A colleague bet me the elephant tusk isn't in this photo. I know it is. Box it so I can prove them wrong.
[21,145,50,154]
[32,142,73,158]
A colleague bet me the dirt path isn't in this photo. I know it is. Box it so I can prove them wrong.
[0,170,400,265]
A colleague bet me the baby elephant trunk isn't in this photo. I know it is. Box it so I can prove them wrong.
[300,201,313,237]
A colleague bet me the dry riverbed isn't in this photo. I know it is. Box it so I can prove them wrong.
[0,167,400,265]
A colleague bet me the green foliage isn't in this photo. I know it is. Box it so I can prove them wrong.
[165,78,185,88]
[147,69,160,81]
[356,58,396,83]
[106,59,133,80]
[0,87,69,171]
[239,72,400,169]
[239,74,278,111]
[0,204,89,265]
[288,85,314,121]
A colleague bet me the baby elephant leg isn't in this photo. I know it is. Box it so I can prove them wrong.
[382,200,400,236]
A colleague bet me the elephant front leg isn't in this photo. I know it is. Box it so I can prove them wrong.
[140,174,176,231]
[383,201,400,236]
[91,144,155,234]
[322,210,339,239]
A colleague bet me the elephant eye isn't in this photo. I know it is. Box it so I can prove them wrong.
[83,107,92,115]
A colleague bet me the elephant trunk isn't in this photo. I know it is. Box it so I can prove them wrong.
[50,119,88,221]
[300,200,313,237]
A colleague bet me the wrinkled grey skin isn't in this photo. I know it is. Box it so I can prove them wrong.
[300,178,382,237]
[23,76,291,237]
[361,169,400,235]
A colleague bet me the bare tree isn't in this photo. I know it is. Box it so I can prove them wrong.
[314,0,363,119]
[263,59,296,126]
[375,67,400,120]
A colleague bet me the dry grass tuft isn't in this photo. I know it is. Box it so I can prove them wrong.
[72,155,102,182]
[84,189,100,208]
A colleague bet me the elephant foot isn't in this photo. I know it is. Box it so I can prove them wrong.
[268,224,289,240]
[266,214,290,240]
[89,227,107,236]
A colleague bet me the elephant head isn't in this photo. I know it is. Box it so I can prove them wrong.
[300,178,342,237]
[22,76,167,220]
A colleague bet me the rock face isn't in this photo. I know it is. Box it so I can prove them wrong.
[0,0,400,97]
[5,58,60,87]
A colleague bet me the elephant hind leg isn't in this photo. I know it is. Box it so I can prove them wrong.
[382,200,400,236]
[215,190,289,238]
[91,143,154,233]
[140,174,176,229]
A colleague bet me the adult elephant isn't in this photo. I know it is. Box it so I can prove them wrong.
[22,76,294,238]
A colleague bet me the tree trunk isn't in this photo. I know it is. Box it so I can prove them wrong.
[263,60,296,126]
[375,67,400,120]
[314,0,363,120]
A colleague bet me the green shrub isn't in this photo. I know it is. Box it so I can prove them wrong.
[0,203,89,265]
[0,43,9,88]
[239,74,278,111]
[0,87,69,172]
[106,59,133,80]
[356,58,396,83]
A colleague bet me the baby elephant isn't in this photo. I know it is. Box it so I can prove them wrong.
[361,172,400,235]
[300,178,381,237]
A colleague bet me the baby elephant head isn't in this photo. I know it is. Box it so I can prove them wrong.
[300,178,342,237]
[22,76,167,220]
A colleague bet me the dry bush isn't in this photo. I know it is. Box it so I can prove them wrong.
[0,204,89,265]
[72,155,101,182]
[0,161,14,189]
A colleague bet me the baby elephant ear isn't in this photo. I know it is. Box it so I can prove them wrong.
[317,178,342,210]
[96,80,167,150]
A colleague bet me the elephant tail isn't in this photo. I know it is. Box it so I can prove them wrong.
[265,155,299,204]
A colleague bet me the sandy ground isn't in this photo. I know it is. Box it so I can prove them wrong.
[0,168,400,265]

◆ ◆ ◆ ◆ ◆ ◆ ◆

**WHAT TO DO:** Recast the items above as a two-column CSV with the header columns item_text and item_answer and one row for each item. Put each item's text and its full answer in a single quoted field apiece, with any line breaks turned into spaces.

**ANSWER TO THE TASK:**
item_text,item_answer
"A colleague bet me the elephant tusk isn't in this photo. I know it is. Box it so I can prove them wrong.","[21,145,50,154] [32,142,73,158]"
"A colleague bet me the dirt path isn't in this photo. I know it is. Box it so I can prove them wrong.","[0,170,400,265]"
"A colleague bet me the baby elephant trunk isn't in this photo. I know it is. Box it so I can prove them wrong.","[300,201,313,237]"
"A colleague bet me the dry riverbed isn't in this photo. I know it is. Box it so I can prove them wrong.","[0,167,400,265]"
"A colleague bet me the green foliage isn't in this photo. I know it is. Box it so I can prove them wrong.","[165,78,185,88] [147,69,160,81] [356,58,396,83] [106,59,133,80] [0,87,69,171] [239,72,400,169] [239,74,278,111] [0,204,89,265] [288,85,314,121]"
"A colleague bet me the baby elephant leg isn't in this photo. I know it is. Box it so I can prove them wrong.","[382,200,400,236]"
"A colleague bet me the elephant front leg isn't in this photo. I know it is. Box it so I can prove them wrong.","[140,174,176,231] [383,201,400,236] [91,144,155,234] [322,210,339,239]"
"A colleague bet me the elephant eye isn't in this photo. I know it is. Box it so I can prove them wrong.","[83,107,92,115]"
"A colleague bet me the elephant trunk isn't in this photo. I know it is. Box it so I can prove them wrong.","[50,119,88,221] [300,200,313,237]"
"A colleague bet me the wrinkled grey skin isn't in this photo. I know it is. Box it so I can prove them wrong.","[300,178,382,237] [23,76,291,237] [361,169,400,235]"
"A colleague bet me the bare tree isn't in this photo. I know it is. Box it so I can prove them wrong.","[314,0,363,119] [263,59,296,126] [375,67,400,120]"
"A colleague bet me the dry grass tuft isn't in this photo. I know it is. Box it so I can prove them wrong.","[72,155,102,182] [84,189,100,208]"
"A colleague bet me the elephant foot isn't in this photo. I know it is. Box it so I can prove them wrong.","[268,224,289,240] [266,214,290,240] [89,227,107,236]"
"A colleague bet me the elephant head isn't in this photo. I know it is. Box it so I can prove them wrong.","[300,178,342,237] [22,76,167,220]"
"A colleague bet me the rock face isn't in this photo. I know it is. Box it so I can prove them wrong.","[0,0,400,97] [5,58,60,87]"
"A colleague bet me the elephant hind leg isn't in this photo. I know it is. Box it so I can prove them wrong.","[382,200,400,236] [215,190,289,238] [91,143,154,233] [140,174,176,229]"
"A colleague bet me the adult elephant isn't in this photo. I know it is. Box it so I can prove them wrong.","[22,76,294,238]"
"A colleague bet me the tree trunk isn't in this photo. I know it is. Box it so I can prove them wrong.","[263,60,296,126] [375,67,400,120] [314,0,363,120]"
"A colleague bet me the green shrub isn't in this photo. I know it is. Box it so I can prove them wrong.","[0,203,89,265] [0,43,9,88] [239,74,278,111] [0,87,69,172] [106,59,133,80] [356,58,396,83]"
"A colleague bet me the baby elephant isn't in this photo. I know it is. Box it so I can prove them wrong.","[361,172,400,235] [300,178,381,237]"
"A colleague bet me the baby elephant head isn't in this photo. I know it is. Box it so I can prove them wrong.","[300,178,342,237] [22,76,167,220]"
"A colleague bet me the dry bush isn't in this photo. I know it is. Box it so I can prove them wrong.","[0,204,89,265] [72,155,101,182] [0,161,14,189]"
"A colleague bet me the baby elephant ear isn't in this photo. I know it is. Box it so I can prove them wrong.","[317,178,342,210] [96,80,167,150]"
"A colleague bet me the elephant tail isn't in this photo. I know it is. Box it so I can prove them wrong.","[265,155,299,204]"
"A colleague bet me the sandy ground isn't in this photo. I know it is. Box it so I can prove them wrong.","[0,168,400,265]"